__Stated problem 1__: In the passage on discovery standing, which motion is PCSI's standing argument limited to?

__Text shown__:
• • • •
Importantly, Garcia has requested both a protective order under Rule 26, and to quash the subpoena
pursuant to Rule 45. PCSI’s standing argument is limited to the Rule 45 motion to quash. This is
significant because “a party has standing to move for a protective order pursuant to Rule 26(c) . . .
even if the party does not have standing pursuant to Rule 45(d).” Bounds v. Capital Area Family
Violence Intervention Ctr., Inc., 314 F.R.D. 214, 218 (M.D. La. 2016). Given that PCSI does not
challenge Garcia’s standing under Rule 26, its standing argument under Rule 45 is largely irrelevant.
• • • •
__Stated problem 2__: Pull out every line of the rows below that contains the string "shrub", matching case.

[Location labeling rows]
• • • •
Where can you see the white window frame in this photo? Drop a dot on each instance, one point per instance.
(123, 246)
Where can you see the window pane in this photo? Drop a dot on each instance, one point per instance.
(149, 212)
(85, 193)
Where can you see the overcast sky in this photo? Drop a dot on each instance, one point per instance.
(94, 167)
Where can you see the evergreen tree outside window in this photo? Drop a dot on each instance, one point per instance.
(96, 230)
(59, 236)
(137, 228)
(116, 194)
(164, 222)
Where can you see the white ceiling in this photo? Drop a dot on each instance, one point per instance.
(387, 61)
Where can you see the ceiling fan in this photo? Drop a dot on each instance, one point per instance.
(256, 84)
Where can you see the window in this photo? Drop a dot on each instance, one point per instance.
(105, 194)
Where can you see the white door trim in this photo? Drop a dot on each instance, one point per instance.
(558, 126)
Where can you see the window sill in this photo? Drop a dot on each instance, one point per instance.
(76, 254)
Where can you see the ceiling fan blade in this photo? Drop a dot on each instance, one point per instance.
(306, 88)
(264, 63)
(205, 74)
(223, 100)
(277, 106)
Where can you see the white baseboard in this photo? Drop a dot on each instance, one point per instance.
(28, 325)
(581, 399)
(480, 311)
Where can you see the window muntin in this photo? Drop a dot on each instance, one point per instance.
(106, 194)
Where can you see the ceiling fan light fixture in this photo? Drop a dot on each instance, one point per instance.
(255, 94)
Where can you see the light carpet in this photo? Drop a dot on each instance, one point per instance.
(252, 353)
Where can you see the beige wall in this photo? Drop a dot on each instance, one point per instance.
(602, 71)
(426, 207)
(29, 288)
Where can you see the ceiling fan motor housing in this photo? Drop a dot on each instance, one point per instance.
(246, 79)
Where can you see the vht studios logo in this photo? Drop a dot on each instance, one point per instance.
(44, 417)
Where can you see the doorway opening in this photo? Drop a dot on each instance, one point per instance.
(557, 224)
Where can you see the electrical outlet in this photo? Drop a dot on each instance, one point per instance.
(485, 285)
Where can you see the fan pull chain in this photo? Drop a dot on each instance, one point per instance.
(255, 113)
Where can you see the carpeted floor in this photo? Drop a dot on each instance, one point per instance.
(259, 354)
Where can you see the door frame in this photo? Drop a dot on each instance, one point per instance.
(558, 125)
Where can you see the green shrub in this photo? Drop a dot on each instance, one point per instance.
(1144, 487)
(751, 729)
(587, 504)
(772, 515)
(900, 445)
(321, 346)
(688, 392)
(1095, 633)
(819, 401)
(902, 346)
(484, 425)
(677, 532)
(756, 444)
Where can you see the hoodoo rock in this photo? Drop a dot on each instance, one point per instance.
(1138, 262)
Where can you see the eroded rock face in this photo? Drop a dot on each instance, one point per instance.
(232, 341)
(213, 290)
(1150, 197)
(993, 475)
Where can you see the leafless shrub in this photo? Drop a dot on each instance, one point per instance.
• • • •
__Exercise solution 1__: The Rule 45 motion to quash.

__Exercise solution 2__:
Where can you see the green shrub in this photo? Drop a dot on each instance, one point per instance.
Where can you see the leafless shrub in this photo? Drop a dot on each instance, one point per instance.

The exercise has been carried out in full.